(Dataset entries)
"""

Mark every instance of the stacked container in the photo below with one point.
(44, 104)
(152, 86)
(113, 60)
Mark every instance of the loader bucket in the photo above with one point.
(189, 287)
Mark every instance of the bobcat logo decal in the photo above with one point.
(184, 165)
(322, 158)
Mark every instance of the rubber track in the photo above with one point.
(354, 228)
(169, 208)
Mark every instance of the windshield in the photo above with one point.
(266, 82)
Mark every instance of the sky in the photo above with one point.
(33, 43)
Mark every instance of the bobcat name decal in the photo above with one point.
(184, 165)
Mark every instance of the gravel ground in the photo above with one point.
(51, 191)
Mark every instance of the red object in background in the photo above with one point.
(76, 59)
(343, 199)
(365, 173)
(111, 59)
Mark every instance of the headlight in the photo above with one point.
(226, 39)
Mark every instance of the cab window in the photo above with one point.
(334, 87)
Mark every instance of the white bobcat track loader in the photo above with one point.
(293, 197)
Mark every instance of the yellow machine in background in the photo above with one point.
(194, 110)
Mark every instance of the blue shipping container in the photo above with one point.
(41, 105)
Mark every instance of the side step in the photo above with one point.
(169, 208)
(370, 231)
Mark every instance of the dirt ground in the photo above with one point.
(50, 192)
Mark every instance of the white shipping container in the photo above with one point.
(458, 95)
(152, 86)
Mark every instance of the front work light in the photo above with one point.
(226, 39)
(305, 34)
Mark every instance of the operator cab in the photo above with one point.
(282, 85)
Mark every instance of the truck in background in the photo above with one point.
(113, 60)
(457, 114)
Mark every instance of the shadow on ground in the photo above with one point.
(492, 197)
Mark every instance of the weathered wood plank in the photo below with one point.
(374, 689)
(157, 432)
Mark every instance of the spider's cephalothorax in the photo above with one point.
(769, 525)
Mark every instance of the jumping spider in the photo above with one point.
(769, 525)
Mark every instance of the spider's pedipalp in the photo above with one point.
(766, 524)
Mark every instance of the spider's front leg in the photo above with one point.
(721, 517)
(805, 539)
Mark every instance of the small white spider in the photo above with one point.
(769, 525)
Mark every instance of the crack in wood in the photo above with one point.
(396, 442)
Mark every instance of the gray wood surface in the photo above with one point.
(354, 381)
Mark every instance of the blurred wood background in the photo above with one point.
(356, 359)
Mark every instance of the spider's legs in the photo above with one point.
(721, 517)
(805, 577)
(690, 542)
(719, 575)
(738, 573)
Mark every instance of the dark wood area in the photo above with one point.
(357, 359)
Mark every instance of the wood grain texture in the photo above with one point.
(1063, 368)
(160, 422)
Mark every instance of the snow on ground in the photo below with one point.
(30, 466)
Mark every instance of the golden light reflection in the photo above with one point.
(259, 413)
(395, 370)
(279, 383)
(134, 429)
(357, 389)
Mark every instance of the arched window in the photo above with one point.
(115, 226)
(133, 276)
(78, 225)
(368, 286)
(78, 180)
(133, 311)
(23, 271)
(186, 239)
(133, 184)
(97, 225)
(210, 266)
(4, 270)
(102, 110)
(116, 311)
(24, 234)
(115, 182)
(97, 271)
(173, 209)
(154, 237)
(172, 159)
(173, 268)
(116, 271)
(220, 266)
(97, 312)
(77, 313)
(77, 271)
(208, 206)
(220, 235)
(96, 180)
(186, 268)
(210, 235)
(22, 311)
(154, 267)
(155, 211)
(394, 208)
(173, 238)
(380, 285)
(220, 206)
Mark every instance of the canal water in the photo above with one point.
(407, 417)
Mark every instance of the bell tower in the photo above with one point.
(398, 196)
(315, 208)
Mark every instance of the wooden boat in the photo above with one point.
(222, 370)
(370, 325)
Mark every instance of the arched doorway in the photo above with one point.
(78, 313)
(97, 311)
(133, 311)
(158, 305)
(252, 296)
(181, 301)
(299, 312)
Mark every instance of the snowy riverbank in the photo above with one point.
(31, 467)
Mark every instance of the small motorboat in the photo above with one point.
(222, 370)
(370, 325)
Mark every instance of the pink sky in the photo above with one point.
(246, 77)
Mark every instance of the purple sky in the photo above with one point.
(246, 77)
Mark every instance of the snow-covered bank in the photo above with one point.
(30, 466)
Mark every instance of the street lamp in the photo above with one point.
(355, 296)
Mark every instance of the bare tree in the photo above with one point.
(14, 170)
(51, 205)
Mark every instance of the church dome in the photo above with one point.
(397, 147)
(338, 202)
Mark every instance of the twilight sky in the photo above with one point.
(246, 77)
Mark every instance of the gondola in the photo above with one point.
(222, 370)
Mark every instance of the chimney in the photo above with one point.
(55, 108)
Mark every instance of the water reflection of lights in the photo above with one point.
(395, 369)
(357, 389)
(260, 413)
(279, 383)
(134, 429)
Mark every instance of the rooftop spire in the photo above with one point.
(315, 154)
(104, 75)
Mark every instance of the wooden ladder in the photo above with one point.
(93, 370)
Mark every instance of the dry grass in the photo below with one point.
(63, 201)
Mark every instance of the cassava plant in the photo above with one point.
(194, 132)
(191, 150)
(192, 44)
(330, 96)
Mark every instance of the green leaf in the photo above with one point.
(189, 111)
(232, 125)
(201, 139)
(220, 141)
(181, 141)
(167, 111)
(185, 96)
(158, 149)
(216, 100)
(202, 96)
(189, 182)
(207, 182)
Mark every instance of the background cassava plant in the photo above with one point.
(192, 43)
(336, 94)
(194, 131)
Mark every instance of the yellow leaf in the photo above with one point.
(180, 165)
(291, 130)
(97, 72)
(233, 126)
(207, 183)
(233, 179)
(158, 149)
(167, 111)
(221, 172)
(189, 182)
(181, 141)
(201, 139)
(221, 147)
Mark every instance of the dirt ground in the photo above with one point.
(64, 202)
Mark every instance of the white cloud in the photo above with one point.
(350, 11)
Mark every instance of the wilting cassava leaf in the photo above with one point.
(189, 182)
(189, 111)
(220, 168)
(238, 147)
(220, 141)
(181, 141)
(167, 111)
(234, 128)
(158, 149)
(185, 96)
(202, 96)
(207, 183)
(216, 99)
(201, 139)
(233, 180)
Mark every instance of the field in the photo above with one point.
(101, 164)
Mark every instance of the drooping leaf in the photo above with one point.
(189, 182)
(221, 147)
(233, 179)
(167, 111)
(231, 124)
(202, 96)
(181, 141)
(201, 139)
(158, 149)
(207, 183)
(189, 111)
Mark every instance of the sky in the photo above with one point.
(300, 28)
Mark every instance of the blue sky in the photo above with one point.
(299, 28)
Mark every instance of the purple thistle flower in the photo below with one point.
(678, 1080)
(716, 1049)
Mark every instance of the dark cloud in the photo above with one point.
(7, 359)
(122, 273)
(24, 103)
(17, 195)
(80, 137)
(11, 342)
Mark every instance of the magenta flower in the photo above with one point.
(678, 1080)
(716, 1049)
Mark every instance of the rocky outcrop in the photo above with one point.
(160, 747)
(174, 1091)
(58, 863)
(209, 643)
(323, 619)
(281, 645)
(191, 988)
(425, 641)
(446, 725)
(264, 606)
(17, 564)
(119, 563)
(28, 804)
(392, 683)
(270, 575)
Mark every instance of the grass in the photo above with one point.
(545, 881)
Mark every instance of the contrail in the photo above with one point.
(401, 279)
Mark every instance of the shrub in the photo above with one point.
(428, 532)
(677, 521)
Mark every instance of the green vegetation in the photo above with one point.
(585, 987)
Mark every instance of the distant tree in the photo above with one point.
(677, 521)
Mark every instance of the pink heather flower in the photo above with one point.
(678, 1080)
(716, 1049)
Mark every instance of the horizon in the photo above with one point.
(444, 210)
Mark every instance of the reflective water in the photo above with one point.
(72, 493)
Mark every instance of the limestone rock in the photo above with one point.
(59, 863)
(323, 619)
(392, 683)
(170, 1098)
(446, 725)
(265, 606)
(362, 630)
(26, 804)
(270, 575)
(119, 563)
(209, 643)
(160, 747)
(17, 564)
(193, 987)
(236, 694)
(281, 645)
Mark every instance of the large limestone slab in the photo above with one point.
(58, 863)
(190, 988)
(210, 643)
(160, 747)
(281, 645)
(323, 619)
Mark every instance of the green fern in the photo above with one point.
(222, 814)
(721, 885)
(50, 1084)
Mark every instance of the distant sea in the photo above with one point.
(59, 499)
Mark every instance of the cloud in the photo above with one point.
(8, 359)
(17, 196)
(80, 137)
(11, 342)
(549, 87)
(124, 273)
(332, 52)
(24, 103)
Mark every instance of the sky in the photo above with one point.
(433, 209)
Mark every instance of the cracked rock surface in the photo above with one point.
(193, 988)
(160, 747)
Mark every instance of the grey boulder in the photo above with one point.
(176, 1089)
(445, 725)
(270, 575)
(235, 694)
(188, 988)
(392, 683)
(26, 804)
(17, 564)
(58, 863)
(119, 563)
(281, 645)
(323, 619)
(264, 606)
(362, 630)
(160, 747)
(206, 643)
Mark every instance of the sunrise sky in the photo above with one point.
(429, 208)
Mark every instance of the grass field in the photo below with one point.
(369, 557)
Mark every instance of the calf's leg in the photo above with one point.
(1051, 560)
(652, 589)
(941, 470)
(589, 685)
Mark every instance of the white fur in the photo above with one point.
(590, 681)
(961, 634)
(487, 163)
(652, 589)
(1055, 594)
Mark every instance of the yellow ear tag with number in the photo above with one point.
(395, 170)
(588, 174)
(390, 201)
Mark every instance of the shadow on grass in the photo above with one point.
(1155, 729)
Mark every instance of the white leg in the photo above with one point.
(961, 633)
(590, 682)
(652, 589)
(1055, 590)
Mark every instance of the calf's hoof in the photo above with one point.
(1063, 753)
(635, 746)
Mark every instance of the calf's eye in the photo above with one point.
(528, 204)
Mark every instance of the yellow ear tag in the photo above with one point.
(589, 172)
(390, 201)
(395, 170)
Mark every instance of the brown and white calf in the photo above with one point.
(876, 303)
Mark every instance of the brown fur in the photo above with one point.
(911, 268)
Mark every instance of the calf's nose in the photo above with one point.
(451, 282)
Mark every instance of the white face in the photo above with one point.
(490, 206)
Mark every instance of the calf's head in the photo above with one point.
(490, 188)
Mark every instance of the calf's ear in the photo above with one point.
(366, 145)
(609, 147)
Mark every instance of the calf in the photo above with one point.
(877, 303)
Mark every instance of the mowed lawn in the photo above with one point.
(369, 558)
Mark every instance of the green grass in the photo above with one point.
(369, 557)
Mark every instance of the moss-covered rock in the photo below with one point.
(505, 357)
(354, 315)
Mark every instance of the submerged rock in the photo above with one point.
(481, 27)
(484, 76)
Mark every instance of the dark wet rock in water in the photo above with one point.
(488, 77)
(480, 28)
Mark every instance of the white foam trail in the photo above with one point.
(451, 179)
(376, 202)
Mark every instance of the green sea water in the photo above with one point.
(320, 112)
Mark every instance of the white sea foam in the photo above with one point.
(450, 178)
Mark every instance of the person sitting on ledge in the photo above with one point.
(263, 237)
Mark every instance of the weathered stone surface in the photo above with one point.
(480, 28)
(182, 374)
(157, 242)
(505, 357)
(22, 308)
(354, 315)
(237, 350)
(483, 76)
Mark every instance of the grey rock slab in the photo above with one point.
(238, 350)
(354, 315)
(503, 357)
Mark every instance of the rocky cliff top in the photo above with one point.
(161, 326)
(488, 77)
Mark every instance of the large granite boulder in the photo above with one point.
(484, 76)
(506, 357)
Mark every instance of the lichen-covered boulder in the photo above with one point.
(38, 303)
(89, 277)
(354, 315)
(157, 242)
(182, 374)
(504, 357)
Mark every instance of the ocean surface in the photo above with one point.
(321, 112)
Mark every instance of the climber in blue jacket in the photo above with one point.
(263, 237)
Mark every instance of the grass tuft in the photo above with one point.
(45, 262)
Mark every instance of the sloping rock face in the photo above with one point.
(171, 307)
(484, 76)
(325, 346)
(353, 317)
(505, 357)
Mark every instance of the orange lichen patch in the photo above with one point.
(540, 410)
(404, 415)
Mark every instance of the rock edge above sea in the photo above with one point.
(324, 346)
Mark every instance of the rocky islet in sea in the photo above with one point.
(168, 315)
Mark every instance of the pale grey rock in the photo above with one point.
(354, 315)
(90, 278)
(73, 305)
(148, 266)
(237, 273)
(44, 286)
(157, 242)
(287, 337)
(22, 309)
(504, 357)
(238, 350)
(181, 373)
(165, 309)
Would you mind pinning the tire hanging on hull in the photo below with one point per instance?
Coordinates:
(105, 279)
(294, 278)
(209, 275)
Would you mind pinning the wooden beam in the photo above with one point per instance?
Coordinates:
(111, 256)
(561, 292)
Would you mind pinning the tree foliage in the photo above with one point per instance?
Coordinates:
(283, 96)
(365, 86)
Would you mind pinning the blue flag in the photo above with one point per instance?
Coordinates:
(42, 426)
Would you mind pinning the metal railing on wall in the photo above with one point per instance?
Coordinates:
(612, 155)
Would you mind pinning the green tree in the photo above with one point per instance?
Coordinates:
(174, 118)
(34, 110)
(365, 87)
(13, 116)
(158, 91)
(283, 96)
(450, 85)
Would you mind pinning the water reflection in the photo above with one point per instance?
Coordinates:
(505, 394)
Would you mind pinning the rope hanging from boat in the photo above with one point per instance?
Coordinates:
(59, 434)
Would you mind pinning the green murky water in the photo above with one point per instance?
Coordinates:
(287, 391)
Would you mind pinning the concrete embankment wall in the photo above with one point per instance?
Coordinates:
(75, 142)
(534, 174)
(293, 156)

"""

▶ [EXERCISE INSTRUCTIONS]
Check the records above and copy each line that has the string "hanging".

▶ [TASK SOLUTION]
Would you mind pinning the tire hanging on hull in the photo below with one point per instance?
Would you mind pinning the rope hanging from boat in the photo above with one point per instance?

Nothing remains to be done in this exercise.